- **Passage**:
★ ★ ★ ★ ★ ★ ★

The Winter Antiques Show Loan Exhibition: Legacy for the Future: The Wadsworth Atheneum Museum of Art
Founded in 1842 by arts patron Daniel Wadsworth, and opening in 1844, the Wadsworth Atheneum Museum of Art (Fig. 1) fast became a pioneering force in the art world; three decades before The Metropolitan Museum of Art in New York and the Museum of Fine Arts in Boston. Its original Gothic Revival façade resembles a castle, while its campus of connected buildings comprises groundbreaking examples of Beaux-Arts, International Style, and Brutalist interiors, all forward-thinking in the history of museum architecture. The Wadsworth Atheneum was the first museum in the nation to acquire works by Caravaggio, Frederic Church, Joseph Cornell, Salvador Dalí, Piet Mondrian, and Joan Miró, and the first to exhibit major surveys of works by Italian Baroque masters, Surrealists, and Pablo Picasso. As the Winter Antiques Show’s selection for the 2016 loan exhibition, the Wadsworth Atheneum has brought together an array of intriguing objects that illuminate the unique story of America’s oldest continually operating public art museum.
From the beginning, the museum committed itself to the art of its time. Founder Daniel Wadsworth supported emerging American artists—including Thomas Sully, whom Wadsworth commissioned to paint his portrait in 1807 (Fig. 2). The sitter’s faraway gaze and nonchalant pose suggest Wadsworth’s visionary character and attest to the talent that would make Sully the leading portrait painter of his day in Philadelphia.
Wadsworth’s private collection reflected his friendship with Hudson River School painter Thomas Cole. Wadsworth changed the history of American landscape painting by persuading Cole to accept Frederic Church, a young Hartford native, as his student. After only two years of study, Church made his first documented sale when the fledgling museum purchased his painting depicting the founding of Hartford, a scene with evocative biblical references to the Flight into Egypt (Fig. 3).

★ ★ ★ ★ ★ ★ ★

- **Material**:

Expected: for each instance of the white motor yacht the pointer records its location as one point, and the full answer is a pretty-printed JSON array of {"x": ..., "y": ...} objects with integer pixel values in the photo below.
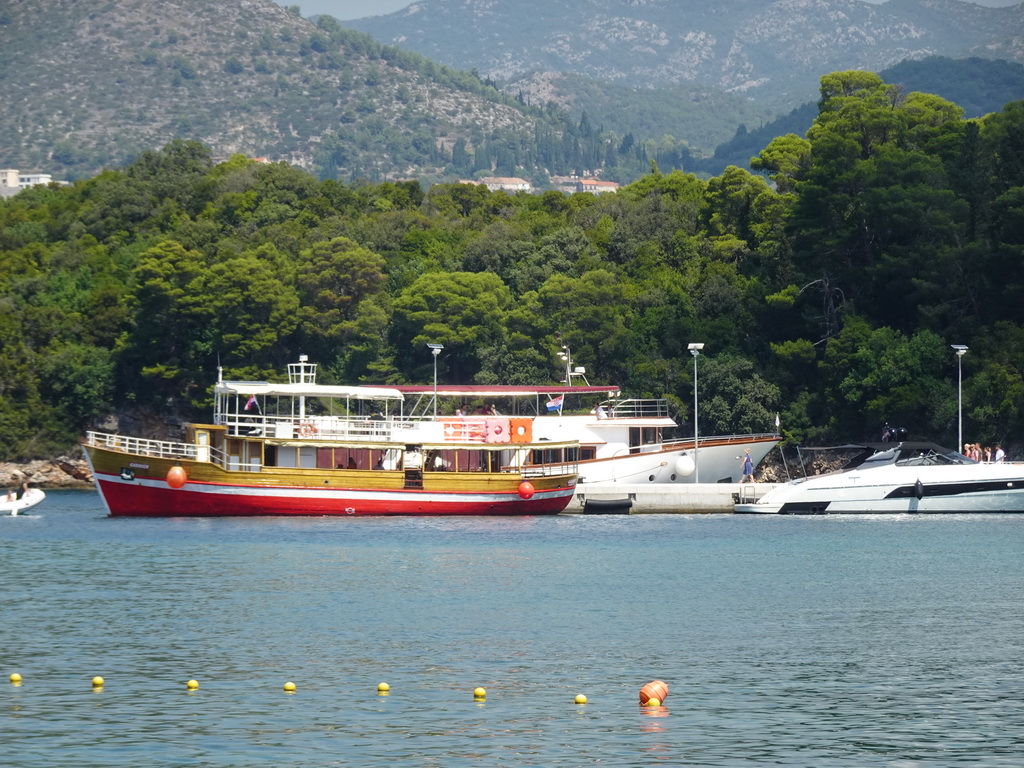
[{"x": 900, "y": 477}]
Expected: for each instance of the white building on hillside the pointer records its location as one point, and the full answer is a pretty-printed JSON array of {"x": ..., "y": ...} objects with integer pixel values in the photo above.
[
  {"x": 12, "y": 180},
  {"x": 509, "y": 183}
]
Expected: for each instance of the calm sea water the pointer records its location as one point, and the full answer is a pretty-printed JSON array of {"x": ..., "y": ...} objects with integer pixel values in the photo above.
[{"x": 848, "y": 641}]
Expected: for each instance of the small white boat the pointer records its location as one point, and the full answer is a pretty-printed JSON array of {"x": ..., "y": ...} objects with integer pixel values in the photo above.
[
  {"x": 900, "y": 477},
  {"x": 14, "y": 506}
]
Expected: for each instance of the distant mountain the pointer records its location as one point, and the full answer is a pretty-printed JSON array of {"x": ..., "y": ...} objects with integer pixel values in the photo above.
[
  {"x": 704, "y": 118},
  {"x": 773, "y": 51},
  {"x": 91, "y": 83}
]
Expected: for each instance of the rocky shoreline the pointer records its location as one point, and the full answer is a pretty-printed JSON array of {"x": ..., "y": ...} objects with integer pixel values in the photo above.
[{"x": 70, "y": 471}]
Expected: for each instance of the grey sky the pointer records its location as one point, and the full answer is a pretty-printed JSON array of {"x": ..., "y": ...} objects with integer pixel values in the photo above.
[{"x": 345, "y": 9}]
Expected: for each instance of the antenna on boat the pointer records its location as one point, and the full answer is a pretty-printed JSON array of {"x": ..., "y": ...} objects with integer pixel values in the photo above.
[{"x": 435, "y": 349}]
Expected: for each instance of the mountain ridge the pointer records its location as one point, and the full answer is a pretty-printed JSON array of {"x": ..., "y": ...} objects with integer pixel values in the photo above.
[{"x": 773, "y": 51}]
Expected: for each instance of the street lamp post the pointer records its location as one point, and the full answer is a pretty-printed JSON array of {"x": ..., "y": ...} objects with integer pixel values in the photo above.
[
  {"x": 961, "y": 349},
  {"x": 695, "y": 350},
  {"x": 435, "y": 349}
]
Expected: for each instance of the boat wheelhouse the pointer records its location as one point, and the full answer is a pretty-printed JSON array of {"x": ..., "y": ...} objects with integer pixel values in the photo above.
[{"x": 622, "y": 439}]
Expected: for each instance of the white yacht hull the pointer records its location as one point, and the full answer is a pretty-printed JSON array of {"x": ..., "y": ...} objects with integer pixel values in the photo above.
[
  {"x": 895, "y": 489},
  {"x": 717, "y": 462}
]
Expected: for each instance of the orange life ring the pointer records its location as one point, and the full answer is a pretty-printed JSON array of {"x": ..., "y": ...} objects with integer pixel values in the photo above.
[
  {"x": 521, "y": 430},
  {"x": 498, "y": 430}
]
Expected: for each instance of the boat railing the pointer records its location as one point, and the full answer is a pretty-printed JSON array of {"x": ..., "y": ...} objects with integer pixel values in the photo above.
[
  {"x": 726, "y": 439},
  {"x": 141, "y": 445},
  {"x": 309, "y": 427},
  {"x": 636, "y": 409}
]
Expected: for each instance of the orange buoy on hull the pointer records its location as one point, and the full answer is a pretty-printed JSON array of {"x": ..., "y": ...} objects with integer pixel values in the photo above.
[
  {"x": 176, "y": 477},
  {"x": 654, "y": 689}
]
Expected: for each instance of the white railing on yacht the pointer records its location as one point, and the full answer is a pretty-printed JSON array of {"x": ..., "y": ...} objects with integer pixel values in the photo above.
[
  {"x": 636, "y": 409},
  {"x": 141, "y": 445}
]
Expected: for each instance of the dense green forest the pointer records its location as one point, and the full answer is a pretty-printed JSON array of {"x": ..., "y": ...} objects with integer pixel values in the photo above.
[{"x": 829, "y": 296}]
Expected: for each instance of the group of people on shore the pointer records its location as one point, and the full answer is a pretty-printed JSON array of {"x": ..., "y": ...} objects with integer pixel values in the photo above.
[{"x": 987, "y": 455}]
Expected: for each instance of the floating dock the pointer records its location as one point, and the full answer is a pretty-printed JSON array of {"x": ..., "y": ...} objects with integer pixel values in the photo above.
[{"x": 622, "y": 499}]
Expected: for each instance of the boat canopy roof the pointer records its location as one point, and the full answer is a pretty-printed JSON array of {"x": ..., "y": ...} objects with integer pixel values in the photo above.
[
  {"x": 307, "y": 390},
  {"x": 523, "y": 390}
]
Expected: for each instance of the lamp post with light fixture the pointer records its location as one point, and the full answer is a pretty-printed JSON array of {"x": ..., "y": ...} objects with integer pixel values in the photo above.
[
  {"x": 695, "y": 348},
  {"x": 961, "y": 350}
]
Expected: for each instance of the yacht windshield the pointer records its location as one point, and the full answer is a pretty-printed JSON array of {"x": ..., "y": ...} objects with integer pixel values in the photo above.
[{"x": 930, "y": 457}]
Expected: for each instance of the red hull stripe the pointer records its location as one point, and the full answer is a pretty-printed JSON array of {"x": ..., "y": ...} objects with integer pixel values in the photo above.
[{"x": 157, "y": 499}]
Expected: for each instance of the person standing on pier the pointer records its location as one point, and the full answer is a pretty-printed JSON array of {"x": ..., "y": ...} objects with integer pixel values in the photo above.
[{"x": 748, "y": 467}]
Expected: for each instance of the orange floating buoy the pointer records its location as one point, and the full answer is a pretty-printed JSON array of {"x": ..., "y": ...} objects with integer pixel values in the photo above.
[
  {"x": 655, "y": 689},
  {"x": 176, "y": 477}
]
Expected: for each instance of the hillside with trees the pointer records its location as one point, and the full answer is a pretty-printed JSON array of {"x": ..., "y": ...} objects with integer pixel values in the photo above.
[{"x": 830, "y": 297}]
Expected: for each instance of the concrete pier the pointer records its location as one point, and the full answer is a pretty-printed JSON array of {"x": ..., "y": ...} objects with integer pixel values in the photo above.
[{"x": 623, "y": 499}]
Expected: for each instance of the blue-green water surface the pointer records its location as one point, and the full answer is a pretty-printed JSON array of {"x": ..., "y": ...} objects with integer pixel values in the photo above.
[{"x": 846, "y": 641}]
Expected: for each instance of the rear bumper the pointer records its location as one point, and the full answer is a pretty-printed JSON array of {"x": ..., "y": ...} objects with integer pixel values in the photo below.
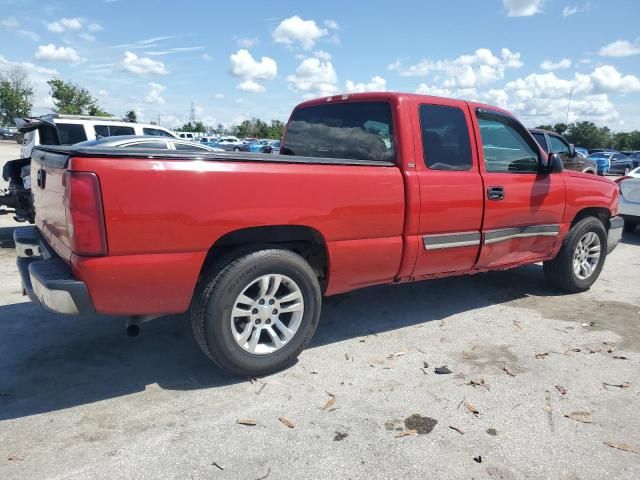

★ ★ ★ ★ ★ ★ ★

According to the passage about the Wadsworth Atheneum, which artists' works was the museum the first in the nation to acquire? List them all.

Caravaggio, Frederic Church, Joseph Cornell, Salvador Dalí, Piet Mondrian, Joan Miró